■ Exercise details
Begin at the line containing "Can you find the pergola" and end at the final line of the entries. Please reproduce those lines exactly.

======== Extracted records

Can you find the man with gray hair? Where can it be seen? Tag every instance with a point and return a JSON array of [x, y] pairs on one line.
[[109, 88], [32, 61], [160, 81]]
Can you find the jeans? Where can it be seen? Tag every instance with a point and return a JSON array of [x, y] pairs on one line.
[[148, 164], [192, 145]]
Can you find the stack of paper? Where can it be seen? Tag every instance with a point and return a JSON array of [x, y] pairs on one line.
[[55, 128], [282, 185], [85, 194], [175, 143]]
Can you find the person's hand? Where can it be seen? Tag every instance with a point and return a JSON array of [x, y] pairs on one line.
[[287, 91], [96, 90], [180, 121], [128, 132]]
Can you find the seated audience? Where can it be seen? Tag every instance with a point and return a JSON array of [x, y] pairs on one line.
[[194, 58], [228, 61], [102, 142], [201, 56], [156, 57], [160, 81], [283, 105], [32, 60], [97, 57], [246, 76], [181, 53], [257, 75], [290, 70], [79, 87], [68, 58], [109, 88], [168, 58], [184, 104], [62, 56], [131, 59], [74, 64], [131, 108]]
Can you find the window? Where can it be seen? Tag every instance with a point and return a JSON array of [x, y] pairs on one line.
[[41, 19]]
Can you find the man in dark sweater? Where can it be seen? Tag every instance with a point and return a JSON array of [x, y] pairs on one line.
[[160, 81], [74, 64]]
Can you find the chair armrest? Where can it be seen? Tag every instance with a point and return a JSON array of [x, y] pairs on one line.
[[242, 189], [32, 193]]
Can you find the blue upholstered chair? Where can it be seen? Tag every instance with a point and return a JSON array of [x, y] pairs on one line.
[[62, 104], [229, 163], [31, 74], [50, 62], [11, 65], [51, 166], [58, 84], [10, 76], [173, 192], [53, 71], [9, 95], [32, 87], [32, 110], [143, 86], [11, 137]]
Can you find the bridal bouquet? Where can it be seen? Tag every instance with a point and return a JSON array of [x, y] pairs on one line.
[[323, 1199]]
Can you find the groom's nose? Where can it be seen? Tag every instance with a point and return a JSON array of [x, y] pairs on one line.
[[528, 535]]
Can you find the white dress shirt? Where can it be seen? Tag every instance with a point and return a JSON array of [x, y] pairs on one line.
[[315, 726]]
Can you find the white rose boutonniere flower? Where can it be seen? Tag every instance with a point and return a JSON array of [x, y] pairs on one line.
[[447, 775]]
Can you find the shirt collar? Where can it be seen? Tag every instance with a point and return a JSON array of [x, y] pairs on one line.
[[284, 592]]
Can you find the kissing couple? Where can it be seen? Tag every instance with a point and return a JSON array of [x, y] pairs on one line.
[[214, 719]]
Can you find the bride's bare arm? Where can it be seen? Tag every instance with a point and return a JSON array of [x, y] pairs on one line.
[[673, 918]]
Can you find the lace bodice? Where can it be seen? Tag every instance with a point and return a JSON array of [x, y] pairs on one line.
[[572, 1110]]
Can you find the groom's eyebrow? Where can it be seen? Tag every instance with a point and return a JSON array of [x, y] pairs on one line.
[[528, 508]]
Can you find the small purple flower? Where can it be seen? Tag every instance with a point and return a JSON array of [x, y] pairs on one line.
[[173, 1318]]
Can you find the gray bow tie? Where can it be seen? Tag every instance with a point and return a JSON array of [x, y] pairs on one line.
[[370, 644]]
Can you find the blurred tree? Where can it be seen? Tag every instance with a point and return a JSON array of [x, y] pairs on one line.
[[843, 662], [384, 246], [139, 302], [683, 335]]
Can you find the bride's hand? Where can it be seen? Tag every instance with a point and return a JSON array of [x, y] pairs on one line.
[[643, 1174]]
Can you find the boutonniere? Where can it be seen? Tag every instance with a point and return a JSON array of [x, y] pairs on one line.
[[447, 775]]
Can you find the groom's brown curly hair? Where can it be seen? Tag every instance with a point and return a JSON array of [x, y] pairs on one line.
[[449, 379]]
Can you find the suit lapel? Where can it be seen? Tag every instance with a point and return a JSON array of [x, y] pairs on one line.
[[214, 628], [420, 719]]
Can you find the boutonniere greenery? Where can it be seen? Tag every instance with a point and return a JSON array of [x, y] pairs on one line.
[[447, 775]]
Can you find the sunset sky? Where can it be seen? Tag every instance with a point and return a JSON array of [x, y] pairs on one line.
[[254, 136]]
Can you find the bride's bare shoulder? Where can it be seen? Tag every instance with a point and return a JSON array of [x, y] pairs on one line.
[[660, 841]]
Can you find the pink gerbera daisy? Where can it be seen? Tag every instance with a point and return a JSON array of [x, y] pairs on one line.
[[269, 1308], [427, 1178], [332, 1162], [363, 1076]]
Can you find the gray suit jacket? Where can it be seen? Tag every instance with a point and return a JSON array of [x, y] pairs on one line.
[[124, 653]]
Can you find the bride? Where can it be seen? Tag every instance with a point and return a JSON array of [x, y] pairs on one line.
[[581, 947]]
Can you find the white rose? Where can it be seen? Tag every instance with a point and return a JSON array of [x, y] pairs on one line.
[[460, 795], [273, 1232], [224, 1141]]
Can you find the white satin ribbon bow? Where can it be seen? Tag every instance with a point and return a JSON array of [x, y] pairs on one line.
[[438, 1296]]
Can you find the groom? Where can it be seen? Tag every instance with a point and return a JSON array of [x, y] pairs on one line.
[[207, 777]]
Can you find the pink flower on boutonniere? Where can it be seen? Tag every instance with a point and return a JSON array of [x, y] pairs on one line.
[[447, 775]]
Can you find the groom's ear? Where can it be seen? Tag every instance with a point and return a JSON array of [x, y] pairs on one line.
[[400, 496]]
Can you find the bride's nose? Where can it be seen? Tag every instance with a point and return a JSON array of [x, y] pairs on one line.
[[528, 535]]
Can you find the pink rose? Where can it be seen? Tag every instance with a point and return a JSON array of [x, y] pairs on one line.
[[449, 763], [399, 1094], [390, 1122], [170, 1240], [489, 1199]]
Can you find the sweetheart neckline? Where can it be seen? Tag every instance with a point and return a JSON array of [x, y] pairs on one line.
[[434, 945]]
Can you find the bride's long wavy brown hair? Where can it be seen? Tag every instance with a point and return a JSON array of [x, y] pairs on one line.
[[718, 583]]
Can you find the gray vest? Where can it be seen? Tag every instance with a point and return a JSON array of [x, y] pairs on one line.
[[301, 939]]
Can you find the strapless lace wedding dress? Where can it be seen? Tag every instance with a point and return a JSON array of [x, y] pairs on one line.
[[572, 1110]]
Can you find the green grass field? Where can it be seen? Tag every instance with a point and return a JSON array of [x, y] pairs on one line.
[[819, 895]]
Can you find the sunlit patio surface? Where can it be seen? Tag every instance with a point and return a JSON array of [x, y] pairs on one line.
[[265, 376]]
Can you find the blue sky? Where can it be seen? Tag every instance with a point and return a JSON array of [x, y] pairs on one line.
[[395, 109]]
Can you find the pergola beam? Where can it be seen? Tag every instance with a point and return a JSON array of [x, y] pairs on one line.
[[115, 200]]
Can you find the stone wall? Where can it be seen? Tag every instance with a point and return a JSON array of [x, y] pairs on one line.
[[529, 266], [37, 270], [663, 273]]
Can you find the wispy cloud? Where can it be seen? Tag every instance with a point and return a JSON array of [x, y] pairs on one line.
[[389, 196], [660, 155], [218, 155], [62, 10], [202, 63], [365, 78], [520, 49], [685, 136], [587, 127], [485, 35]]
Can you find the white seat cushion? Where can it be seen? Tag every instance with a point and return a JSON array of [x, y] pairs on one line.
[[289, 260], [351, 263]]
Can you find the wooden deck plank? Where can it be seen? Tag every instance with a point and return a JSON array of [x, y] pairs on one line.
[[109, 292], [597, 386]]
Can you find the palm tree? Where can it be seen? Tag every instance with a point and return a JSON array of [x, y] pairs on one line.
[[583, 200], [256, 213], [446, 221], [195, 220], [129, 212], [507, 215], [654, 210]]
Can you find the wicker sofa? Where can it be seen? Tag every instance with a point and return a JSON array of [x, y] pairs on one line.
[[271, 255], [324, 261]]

================

■ Answer section
Can you find the pergola beam? Where can it be seen? Tag every instance with a point and return a JSON array of [x, y] pairs on one line.
[[115, 200]]
Can you find the stone wall? Where can it be seen? Tag every instance with a point and return a JSON array of [x, y] pairs on one line.
[[529, 266], [37, 270], [663, 273]]
Can you find the wispy cloud? Where can it be seen? Tag every instance with a point and return a JSON array of [x, y] pairs on one line.
[[389, 196], [660, 155], [218, 155], [62, 10], [202, 63], [365, 78], [520, 49], [685, 136], [587, 127], [485, 35]]
Can you find the white seat cushion? Where can it be seen? Tag every instance with a point and return a JSON array of [x, y] pairs on one line.
[[289, 260], [351, 263]]
Can you find the wooden deck plank? Where can it be seen? Tag every instance with a point and return a JSON array of [x, y] pairs on one line.
[[109, 292], [597, 386]]
Can you find the palm tree? Where can it be seen? Tag every instance with a point and return a JSON array of [x, y] pairs on one line.
[[583, 200], [256, 213], [446, 221], [195, 220], [129, 212], [507, 215], [654, 210]]
Can you find the wicker sofa? Where can it be seen? Tag every instance with a point and return a JSON array of [x, y] pairs on one line.
[[271, 255], [324, 261]]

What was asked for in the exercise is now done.